**Short task:** Copy every record below exactly.

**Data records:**
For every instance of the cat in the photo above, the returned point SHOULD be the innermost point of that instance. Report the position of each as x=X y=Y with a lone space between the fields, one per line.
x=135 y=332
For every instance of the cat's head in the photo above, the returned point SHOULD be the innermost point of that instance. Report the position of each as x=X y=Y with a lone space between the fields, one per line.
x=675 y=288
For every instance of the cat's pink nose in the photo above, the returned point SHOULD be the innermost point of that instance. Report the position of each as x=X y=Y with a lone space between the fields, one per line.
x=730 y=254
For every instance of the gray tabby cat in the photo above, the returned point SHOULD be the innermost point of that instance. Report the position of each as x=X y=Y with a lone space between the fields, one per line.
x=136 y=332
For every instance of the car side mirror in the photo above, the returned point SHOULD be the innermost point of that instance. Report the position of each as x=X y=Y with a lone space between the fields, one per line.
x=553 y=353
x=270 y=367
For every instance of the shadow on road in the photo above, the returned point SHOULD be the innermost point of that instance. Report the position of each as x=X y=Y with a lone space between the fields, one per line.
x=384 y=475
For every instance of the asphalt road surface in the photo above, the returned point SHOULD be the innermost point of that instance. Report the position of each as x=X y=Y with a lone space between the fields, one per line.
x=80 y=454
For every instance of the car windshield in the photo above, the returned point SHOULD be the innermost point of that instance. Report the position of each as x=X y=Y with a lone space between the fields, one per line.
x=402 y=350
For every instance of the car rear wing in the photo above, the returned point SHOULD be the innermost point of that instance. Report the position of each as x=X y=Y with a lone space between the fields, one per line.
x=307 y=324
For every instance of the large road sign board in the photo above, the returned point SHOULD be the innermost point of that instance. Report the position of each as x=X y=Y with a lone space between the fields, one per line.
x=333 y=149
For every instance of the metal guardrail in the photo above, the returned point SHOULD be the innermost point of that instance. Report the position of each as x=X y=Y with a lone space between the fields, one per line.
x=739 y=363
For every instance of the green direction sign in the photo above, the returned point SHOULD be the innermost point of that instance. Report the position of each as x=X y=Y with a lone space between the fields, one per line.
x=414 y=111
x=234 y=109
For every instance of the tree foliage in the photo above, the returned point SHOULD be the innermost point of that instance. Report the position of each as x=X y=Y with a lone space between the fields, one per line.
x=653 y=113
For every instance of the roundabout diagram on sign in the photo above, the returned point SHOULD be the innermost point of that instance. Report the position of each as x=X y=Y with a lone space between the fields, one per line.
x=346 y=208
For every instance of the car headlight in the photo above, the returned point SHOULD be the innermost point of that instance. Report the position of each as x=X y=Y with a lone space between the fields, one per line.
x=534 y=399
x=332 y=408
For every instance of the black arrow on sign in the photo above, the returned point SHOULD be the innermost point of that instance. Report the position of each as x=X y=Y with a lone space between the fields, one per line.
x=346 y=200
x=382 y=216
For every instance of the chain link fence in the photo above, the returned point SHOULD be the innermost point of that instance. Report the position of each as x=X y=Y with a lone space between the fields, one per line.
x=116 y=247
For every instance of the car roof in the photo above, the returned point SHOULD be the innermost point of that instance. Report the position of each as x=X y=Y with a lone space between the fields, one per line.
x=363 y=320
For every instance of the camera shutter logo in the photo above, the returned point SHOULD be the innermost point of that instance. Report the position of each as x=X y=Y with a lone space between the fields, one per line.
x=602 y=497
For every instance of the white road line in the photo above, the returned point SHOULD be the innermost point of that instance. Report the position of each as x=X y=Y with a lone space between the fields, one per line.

**Result:**
For every instance of the cat in the photo above, the returned point SHOULD be the innermost point of that instance. Report the position of each as x=X y=Y with a lone space between the fields, one per line.
x=135 y=332
For every instance of the cat's head in the photo above, the returned point SHOULD be the innermost point of that instance. Report the position of each as x=X y=Y with a lone space between the fields, one per line.
x=675 y=288
For every instance of the cat's pink nose in the photo above, the returned point SHOULD be the innermost point of that instance. Report the position of each as x=X y=Y with a lone space between the fields, one per line.
x=730 y=254
For every instance of the gray tabby cat in the photo above, the returned point SHOULD be the innermost point of that instance. Report the position of each as x=X y=Y with a lone space between the fields, one per line.
x=136 y=332
For every instance of the car side mirror in the photo above, the returned point SHOULD be the innermost point of that instance. Report the position of each as x=X y=Y with a lone space between the fields, one per line.
x=553 y=353
x=270 y=367
For every instance of the shadow on road in the photo above, the returned point SHOULD be the innermost point of that instance. Report the position of each as x=X y=Y with a lone space between the fields, one per line.
x=384 y=475
For every instance of the asphalt road surface in the photo above, the returned point SHOULD be the innermost point of that instance. Report the position of each as x=X y=Y with a lone space between the fields, one per line.
x=80 y=454
For every instance of the car windshield in the photo above, the returned point SHOULD be the innermost point of that instance. Report the position of each as x=X y=Y with a lone space between the fields, one per line.
x=402 y=350
For every instance of the car rear wing in the photo above, the returned point SHOULD be the innermost point of that instance. Report the position of each as x=X y=Y with a lone space between the fields, one per line.
x=307 y=324
For every instance of the large road sign board in the photo above, the returned point SHOULD be the innermost point of that instance. Report the position of each as x=X y=Y with a lone space between the fields, one per line.
x=333 y=149
For every instance of the metal guardrail in the photo above, the returned point SHOULD be the innermost point of that instance. Report the position of each as x=X y=Y with a lone space between the fields, one per line.
x=739 y=363
For every instance of the green direction sign in the photo above, the returned point SHOULD be the innermost point of that instance. Report the position of each as x=X y=Y with a lone space between the fields, one per line.
x=414 y=111
x=234 y=109
For every instance of the tree foliage in the photo above, the returned point SHOULD be the innermost point of that instance. Report the position of each as x=X y=Y with a lone space between the fields, one per line.
x=653 y=113
For every instance of the roundabout diagram on sign in the photo above, the returned point SHOULD be the innermost point of that instance. Report the position of each as x=X y=Y with a lone space between the fields, one per line.
x=346 y=208
For every instance of the car headlight in the photo above, the returned point SHOULD be the innermost point of that instance. Report the position of each as x=X y=Y with a lone space between the fields, one per line.
x=534 y=399
x=332 y=408
For every instance of the black arrow on sign in the photo above, the returned point SHOULD be the innermost point of that instance. Report the position of each as x=X y=Y with a lone space between the fields, one per line.
x=346 y=200
x=382 y=216
For every instance of the chain link fence in the photo above, the returned point SHOULD be the innermost point of that instance. Report the position of each as x=X y=Y with a lone space between the fields, one per line.
x=116 y=247
For every instance of the car roof in the photo above, the returned point SHOULD be the innermost point of that instance. Report the position of each as x=X y=Y with a lone space between the fields, one per line.
x=363 y=320
For every instance of the camera shutter logo in the photo above, the returned point SHOULD be the innermost point of that instance. Report the position of each as x=X y=Y with a lone space between the fields, one per line.
x=602 y=497
For every instance of the white road line in the photo above, the returned point SHOULD be the innermost point of that instance. Report the position of each as x=X y=Y with a lone space between the fields, one per line.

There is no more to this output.